◆ **WHAT IS BEING ASKED**
Repeat only the lines from the one holding "the rice paddy" down to the last line of the listing below, including both of those lines.

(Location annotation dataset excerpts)

- - -

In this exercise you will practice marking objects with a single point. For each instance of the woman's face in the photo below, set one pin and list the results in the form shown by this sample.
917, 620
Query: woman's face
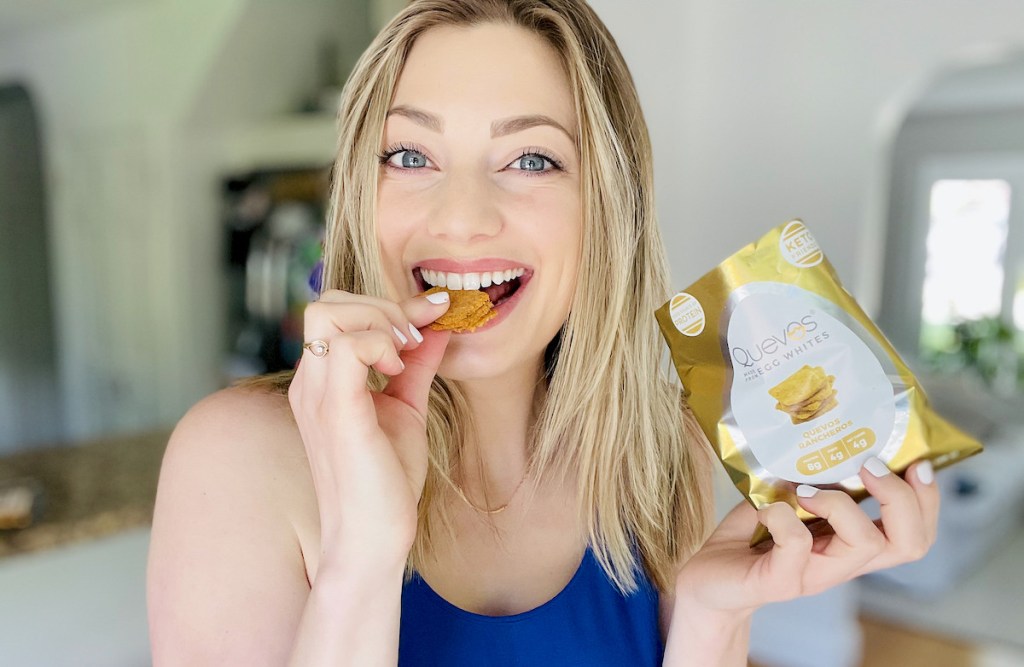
481, 175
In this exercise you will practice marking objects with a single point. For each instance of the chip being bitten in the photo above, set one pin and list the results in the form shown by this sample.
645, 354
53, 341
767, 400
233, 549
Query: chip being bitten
468, 310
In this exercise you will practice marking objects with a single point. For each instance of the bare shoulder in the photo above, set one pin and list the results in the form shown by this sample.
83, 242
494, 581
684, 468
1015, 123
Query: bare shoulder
231, 484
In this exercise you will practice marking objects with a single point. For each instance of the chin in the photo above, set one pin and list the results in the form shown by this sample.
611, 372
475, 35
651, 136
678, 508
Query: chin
467, 363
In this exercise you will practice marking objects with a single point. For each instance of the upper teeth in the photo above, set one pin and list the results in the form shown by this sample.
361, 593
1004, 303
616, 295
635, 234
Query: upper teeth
469, 281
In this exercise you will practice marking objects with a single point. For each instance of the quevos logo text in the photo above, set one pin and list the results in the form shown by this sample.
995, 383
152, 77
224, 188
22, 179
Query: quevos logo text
792, 340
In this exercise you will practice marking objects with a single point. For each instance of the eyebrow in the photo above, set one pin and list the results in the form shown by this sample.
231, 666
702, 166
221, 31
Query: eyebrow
499, 128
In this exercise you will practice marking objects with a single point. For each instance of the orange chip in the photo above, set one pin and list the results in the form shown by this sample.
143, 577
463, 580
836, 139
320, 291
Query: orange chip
469, 309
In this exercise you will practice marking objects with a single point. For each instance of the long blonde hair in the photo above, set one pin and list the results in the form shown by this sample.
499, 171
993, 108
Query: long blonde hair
612, 420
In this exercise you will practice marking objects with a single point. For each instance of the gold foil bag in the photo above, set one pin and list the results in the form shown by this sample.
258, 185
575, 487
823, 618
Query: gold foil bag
792, 382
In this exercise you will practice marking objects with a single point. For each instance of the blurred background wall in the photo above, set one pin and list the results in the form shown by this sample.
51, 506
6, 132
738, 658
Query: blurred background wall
143, 122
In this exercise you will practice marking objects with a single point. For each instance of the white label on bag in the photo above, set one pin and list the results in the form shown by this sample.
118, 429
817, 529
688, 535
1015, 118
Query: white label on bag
809, 398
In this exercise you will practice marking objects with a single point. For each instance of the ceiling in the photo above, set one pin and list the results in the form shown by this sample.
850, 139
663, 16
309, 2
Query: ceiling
18, 16
996, 86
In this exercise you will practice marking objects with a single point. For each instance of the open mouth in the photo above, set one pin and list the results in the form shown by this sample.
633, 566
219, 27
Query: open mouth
510, 282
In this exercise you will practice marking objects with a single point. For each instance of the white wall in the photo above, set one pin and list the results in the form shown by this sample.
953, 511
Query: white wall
764, 111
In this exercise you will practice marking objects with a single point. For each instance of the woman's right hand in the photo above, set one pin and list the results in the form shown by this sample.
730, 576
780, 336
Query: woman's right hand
367, 450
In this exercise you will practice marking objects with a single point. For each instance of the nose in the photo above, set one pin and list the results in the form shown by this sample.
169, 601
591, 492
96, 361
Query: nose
466, 210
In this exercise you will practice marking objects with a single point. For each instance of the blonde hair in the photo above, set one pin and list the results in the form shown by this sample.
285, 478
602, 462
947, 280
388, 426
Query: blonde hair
612, 420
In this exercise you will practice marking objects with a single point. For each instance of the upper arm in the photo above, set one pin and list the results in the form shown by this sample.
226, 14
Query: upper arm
226, 583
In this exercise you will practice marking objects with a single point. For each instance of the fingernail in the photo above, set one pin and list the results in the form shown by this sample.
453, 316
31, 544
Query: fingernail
926, 473
877, 467
806, 491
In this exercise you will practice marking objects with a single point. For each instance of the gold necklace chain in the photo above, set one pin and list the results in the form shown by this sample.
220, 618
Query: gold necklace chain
498, 509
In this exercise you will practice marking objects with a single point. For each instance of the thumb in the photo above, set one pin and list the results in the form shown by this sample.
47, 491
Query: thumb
412, 386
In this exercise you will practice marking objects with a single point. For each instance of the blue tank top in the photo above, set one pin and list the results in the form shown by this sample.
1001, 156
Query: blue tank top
589, 623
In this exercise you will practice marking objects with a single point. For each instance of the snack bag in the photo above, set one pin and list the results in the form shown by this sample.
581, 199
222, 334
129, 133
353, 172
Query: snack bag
791, 381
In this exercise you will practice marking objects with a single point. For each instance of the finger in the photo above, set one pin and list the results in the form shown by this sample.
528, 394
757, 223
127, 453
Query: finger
857, 539
348, 361
901, 516
422, 309
345, 314
788, 556
738, 525
922, 478
413, 385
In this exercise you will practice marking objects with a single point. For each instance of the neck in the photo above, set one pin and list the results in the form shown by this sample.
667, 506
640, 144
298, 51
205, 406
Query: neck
504, 410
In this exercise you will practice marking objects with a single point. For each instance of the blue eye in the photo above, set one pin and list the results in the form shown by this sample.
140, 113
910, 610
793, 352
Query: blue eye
532, 162
410, 159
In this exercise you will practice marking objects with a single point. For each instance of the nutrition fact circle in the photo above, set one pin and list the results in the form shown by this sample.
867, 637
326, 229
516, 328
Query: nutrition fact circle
687, 314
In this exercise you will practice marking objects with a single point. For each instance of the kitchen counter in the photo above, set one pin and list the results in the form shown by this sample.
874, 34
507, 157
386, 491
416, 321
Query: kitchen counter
90, 490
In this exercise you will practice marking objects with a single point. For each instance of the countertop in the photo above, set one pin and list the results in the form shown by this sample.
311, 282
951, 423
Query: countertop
90, 490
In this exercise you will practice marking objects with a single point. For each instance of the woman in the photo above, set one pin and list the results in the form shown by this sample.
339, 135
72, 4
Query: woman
537, 481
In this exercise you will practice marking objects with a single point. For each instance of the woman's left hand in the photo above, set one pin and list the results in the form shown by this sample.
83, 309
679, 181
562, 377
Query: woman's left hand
726, 575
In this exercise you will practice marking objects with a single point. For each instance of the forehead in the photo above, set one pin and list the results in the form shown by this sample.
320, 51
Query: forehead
473, 75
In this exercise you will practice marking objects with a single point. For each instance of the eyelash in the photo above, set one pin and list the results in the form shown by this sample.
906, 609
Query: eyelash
391, 151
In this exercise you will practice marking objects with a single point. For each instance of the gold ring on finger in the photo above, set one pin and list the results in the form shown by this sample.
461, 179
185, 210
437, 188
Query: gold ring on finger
317, 347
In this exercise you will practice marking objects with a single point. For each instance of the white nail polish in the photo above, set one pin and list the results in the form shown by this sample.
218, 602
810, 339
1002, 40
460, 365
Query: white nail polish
926, 473
877, 467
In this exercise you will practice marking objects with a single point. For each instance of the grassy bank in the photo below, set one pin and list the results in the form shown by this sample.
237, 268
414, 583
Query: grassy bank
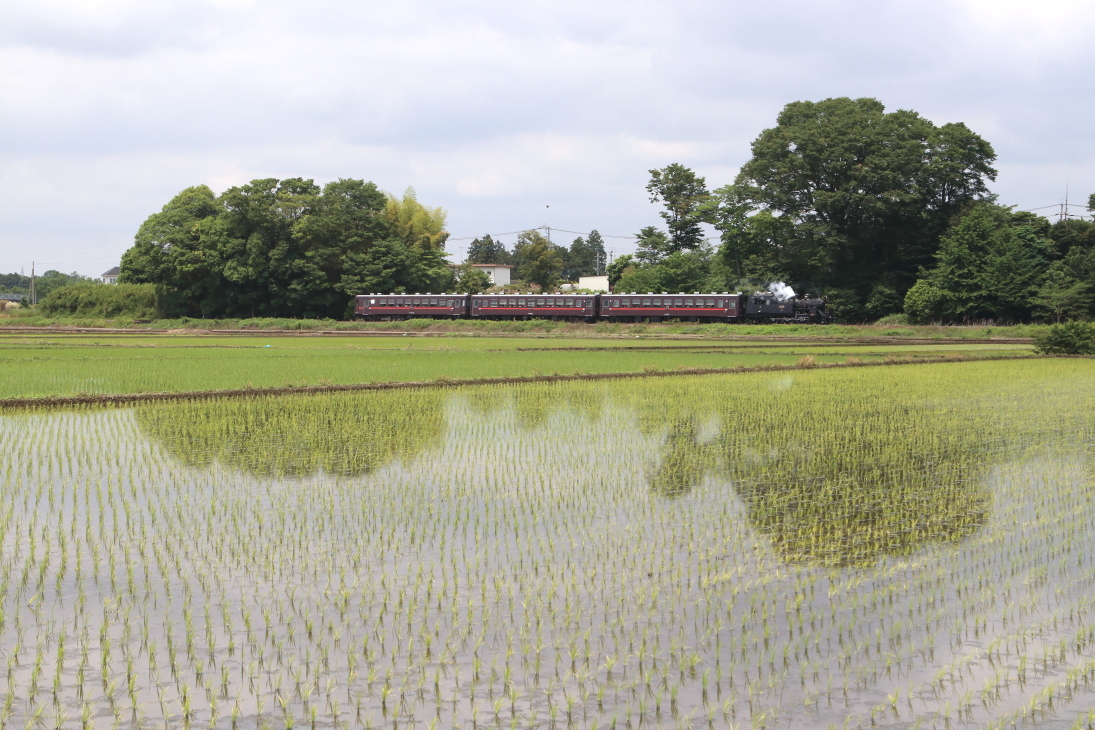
65, 366
536, 327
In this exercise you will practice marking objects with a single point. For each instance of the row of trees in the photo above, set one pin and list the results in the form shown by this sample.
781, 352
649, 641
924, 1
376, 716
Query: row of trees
52, 280
288, 247
879, 212
538, 261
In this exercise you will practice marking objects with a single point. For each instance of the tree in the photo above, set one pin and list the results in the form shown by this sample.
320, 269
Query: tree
471, 280
418, 227
863, 195
538, 259
487, 251
652, 245
618, 268
584, 257
285, 247
990, 265
683, 195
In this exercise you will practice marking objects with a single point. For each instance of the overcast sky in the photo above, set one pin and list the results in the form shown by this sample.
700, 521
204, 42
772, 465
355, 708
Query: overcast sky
495, 111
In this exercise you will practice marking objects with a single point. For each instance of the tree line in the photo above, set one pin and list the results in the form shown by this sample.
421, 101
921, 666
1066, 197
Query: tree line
44, 284
880, 212
288, 247
536, 259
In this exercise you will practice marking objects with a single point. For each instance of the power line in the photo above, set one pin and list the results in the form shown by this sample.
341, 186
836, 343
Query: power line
542, 228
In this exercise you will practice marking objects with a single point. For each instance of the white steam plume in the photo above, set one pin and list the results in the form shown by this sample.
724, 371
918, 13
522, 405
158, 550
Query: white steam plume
782, 291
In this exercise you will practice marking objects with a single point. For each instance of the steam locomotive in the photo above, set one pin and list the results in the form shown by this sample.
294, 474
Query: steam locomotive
757, 308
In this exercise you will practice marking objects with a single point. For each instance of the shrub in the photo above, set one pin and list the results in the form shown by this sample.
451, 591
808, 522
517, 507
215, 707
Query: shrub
102, 300
923, 303
1068, 338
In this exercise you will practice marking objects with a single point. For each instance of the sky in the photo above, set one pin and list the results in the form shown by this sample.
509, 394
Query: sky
509, 115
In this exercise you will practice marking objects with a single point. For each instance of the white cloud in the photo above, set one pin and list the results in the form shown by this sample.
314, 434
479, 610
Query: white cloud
493, 109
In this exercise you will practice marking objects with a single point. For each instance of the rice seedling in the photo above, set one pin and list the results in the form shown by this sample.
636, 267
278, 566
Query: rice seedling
890, 545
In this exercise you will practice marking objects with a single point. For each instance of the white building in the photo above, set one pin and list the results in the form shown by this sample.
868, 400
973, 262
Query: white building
498, 273
594, 282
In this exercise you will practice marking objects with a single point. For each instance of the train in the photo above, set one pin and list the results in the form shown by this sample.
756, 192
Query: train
724, 306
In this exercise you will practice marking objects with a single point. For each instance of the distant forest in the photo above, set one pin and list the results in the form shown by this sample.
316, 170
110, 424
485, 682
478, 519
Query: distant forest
884, 213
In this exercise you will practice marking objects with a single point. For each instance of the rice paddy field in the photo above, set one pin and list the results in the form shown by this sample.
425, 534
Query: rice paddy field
905, 546
64, 366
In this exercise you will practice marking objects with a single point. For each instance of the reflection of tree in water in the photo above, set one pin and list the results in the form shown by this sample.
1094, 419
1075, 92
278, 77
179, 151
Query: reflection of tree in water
827, 478
346, 433
533, 404
853, 518
839, 489
684, 460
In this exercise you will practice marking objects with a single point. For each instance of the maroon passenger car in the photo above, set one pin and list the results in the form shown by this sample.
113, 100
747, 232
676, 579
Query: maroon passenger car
656, 308
522, 306
403, 306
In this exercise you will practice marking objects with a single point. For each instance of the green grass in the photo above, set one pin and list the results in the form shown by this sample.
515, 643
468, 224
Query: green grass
545, 328
139, 363
845, 547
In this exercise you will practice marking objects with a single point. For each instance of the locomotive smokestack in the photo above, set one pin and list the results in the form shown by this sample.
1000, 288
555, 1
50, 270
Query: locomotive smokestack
781, 291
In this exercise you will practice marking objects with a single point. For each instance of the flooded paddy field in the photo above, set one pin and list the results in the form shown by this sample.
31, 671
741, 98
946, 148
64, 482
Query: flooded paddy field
62, 366
903, 546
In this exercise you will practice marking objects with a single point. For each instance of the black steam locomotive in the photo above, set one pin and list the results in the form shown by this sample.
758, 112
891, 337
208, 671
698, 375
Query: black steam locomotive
758, 308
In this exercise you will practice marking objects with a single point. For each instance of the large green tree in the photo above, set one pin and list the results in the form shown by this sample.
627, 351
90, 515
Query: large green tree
487, 251
585, 257
861, 195
683, 195
991, 265
285, 247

- - -

◆ **WRITTEN ANSWER**
In this exercise you will practice marking objects with a single point. For each instance of the rice paddy field in the photo above, set one pin and list the results in the form shown by this sample.
425, 534
Query: rice paddy field
905, 546
64, 366
In this exercise you will practice marking objects with a single point. For each instance of the reflection of tree in water in the photo above, set one pin and list the results in the form shown by this sample.
1094, 419
1075, 92
278, 77
179, 151
Query: reflection of tree in water
827, 478
346, 433
533, 404
853, 518
839, 489
684, 460
In this exercise you will practice marking objects with a single point. For each instance of the maroon passenger car in the photo above, set one pin and list the results in the form shown by this sample.
113, 100
747, 232
676, 579
Query: maroon passenger car
656, 308
522, 306
403, 306
In this exercise you will practice marking objects with a single point. For each instance of the green grass in the photo above, set one pin and list the results in the form shown by this sample.
515, 643
468, 224
Query: green grass
545, 328
139, 363
845, 547
In this exercise you will practice marking objects with a single point. For each instance of the locomotive smokestack in the photo above, set one pin and list the results in the form shown by this sample.
1000, 288
555, 1
50, 270
Query: locomotive smokestack
781, 291
In this exercise you will practice marking objects with a single point. For each instance of the flooded paddy field in the photo above, set one pin and list the results in the form shown by this sample.
31, 671
741, 98
946, 148
64, 482
Query: flooded paddy field
62, 366
903, 546
In this exercise you will practice marking objects with a single point. For each instance of the black steam locomotive in the photo above, set one pin and list the results in the form shown by this sample.
758, 112
891, 337
208, 671
698, 375
Query: black steam locomotive
758, 308
In this exercise you will practice marking objects with a single point. For each instance of the large green tree in the photo above, set one pin and list the results in the form shown by this sample.
627, 351
90, 515
Query: large green tree
487, 251
585, 257
861, 195
683, 195
991, 265
285, 247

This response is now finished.